Consigne 1: Dites combien de lignes contiennent la chaîne « tank », en tenant compte des majuscules et des minuscules. Donnez seulement ce nombre.

Extrait du texte:
----------

Vu / “Citizen Jane : Battle for the City”, Matt Tyrnauer. Jane Jacobs sur un écran moscovite, actualité d’un combat new-yorkais
Guénola Inizan
Amorçant la conclusion du film « Citizen Jane : Battle for the City », l’architecte Michael Sorkin explique que top-down et bottom-up, ainsi que formalité et informalité sont les « polarités éternelles à travers lesquelles est pensée la ville ». Dans ce documentaire sorti en 2016, le réalisateur américain Matt Tyrnauer nous plonge dans le New-York du milieu du 20ème siècle, théâtre d’un vif affrontement entre ces deux pôles. L’idéologie moderniste constitue alors la ligne directrice des travaux entrepris par Robert Moses qui cherche à régler le problème des quartiers pauvres à coup de démolitions et de grands ensembles et à faire du transport automobile la clef de la réussite économique de la ville. Contre cette idéologie dominante, Jane Jacobs défend la voix des habitants, seuls garants de la vitalité et de la prospérité des quartiers. Le documentaire retrace son parcours de militante et d’écrivaine, deux dimensions indissociables de sa « citoyenneté » éminemment urbaine. En donnant la parole à de célèbres spécialistes de la ville, le réalisateur rend explicite la visée du film. À l’heure d’une urbanisation toujours plus rapide, le combat de Jane constitue une invitation à critiquer les formes que prend aujourd’hui ce phénomène.

----------

Annotations de contours:
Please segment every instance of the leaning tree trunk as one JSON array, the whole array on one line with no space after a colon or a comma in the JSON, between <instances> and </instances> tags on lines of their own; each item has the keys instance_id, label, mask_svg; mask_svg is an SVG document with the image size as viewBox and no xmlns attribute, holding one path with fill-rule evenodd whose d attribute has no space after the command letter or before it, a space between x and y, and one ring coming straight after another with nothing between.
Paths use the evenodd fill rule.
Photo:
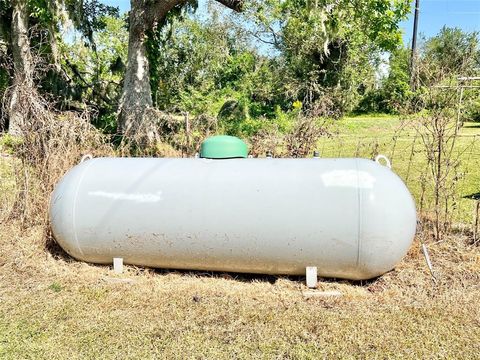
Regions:
<instances>
[{"instance_id":1,"label":"leaning tree trunk","mask_svg":"<svg viewBox=\"0 0 480 360\"><path fill-rule=\"evenodd\" d=\"M144 0L132 0L131 6L127 71L119 114L119 130L126 136L136 134L145 112L153 105L145 45L146 18L152 16L151 6Z\"/></svg>"},{"instance_id":2,"label":"leaning tree trunk","mask_svg":"<svg viewBox=\"0 0 480 360\"><path fill-rule=\"evenodd\" d=\"M217 0L219 3L241 11L243 0ZM147 136L150 140L155 132L152 89L145 46L146 33L164 19L175 6L187 0L131 0L130 29L128 40L127 71L123 83L122 99L118 117L118 130L130 139Z\"/></svg>"},{"instance_id":3,"label":"leaning tree trunk","mask_svg":"<svg viewBox=\"0 0 480 360\"><path fill-rule=\"evenodd\" d=\"M33 64L28 38L28 9L27 2L12 1L12 36L11 45L14 64L13 86L8 106L9 133L21 135L22 127L26 122L25 94L34 90Z\"/></svg>"}]
</instances>

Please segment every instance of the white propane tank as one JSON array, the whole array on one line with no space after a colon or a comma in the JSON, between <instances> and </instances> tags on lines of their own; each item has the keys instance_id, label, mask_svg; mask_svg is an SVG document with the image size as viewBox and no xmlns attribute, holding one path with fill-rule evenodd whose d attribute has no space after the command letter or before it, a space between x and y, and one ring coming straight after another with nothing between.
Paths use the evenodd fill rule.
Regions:
<instances>
[{"instance_id":1,"label":"white propane tank","mask_svg":"<svg viewBox=\"0 0 480 360\"><path fill-rule=\"evenodd\" d=\"M88 262L352 280L393 269L416 229L405 184L364 159L97 158L63 177L50 218Z\"/></svg>"}]
</instances>

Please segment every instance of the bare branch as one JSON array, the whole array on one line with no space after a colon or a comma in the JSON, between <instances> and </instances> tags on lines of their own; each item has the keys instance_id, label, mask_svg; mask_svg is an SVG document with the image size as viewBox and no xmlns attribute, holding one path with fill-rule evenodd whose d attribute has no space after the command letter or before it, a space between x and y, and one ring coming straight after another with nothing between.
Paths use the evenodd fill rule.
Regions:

----------

Consigne 2: Pour chacune des affirmations suivantes, dites si elle est conforme à la critique du film, en répondant par oui ou non et en citant mot pour mot le passage qui tranche. (a) Le documentaire est sorti en 2016. (b) C'est Robert Moses qui défend la voix des habitants. (c) Matt Tyrnauer est un réalisateur américain.

Réponse détaillée 1: 2

Réponse détaillée 2:
(a) Oui : « Dans ce documentaire sorti en 2016 ».
(b) Non : « Jane Jacobs défend la voix des habitants ».
(c) Oui : « le réalisateur américain Matt Tyrnauer ».